(Position annotation records)

- - - - - - -

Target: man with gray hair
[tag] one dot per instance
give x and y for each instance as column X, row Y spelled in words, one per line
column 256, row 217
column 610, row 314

- - - - - - -

▸ What to do: Render the lines above as a JSON list of strings, with one string for each line and blank lines omitted.

▸ Response to the task:
[
  "Target: man with gray hair",
  "[tag] one dot per instance",
  "give x and y for each instance as column X, row Y spelled in words, one per line",
  "column 256, row 217",
  "column 610, row 314"
]